== Instructions to follow ==
Reproduce the lines of the material below from the line holding "Where can you find the chair leg" through the end of the material, inclusive, keeping every request line. Shift each answer coordinate by adding 45 to both of its numbers.

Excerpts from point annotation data
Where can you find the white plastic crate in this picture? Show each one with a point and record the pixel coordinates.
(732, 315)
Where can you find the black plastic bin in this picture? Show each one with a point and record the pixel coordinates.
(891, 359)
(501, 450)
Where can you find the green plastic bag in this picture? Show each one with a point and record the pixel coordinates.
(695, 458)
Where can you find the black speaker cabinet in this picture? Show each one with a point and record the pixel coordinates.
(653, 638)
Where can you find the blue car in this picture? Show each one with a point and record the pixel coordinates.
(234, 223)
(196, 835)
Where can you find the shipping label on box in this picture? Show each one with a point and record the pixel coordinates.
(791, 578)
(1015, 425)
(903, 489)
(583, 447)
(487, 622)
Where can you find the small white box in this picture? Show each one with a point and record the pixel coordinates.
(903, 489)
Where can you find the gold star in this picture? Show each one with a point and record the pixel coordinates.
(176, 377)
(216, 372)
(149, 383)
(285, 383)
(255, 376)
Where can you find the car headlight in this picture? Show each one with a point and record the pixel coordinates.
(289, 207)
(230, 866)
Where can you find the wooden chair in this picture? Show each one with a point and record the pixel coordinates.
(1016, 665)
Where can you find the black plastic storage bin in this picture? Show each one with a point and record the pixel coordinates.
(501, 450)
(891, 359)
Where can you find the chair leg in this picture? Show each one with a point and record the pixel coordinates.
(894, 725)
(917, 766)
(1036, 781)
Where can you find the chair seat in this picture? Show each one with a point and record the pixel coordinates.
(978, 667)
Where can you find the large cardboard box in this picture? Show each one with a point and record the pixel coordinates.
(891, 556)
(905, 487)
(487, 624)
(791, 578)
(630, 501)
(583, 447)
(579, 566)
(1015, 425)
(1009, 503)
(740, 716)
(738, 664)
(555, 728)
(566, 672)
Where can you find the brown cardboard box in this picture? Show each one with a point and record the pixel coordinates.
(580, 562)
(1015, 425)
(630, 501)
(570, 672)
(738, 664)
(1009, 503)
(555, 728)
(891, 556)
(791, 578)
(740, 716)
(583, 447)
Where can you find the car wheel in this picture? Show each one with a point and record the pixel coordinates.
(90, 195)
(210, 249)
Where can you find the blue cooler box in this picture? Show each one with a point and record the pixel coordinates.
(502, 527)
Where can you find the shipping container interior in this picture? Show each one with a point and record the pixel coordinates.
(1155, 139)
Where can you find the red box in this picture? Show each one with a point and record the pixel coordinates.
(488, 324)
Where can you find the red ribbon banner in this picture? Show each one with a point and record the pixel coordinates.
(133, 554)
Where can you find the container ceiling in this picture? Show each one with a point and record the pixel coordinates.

== Written answer ==
Where can you find the chair leg in this picture? Show each one with a point and record the pixel coordinates.
(939, 770)
(962, 811)
(1081, 826)
Where can you find the chair seat in this picture? Show each one with a point and record the pixel coordinates.
(1023, 712)
Where can you find the large cardboard box in this picture? Show each one with a point and record the pixel coordinates.
(936, 601)
(950, 532)
(532, 669)
(836, 623)
(675, 546)
(628, 492)
(624, 611)
(1060, 470)
(1054, 548)
(785, 761)
(783, 709)
(600, 773)
(611, 717)
Where can you find the brown cardboard box in this picture? Show each one with a point and record the pixel coordinates.
(625, 607)
(1060, 470)
(675, 546)
(615, 717)
(783, 709)
(1054, 548)
(600, 773)
(936, 601)
(836, 623)
(785, 761)
(628, 492)
Where can you find the car wheel in this picture? Show each one with a point and record the pixel coordinates.
(135, 240)
(255, 294)
Where can you find the blue cooler box in this picture? Show each one with a point and record the pixel coordinates.
(547, 572)
Where can you find the shipping container interior in this picture? Show each one with a point and record the pixel coordinates.
(1200, 184)
Where can you find the red box in this picture? Show each one with a point and record the pixel coordinates.
(533, 369)
Where can you find the red ribbon banner in this picture? Show each one with a point and record the pixel coordinates.
(178, 599)
Where can you find the container ceiling in this picture? Show each one with a point and record the pixel coordinates.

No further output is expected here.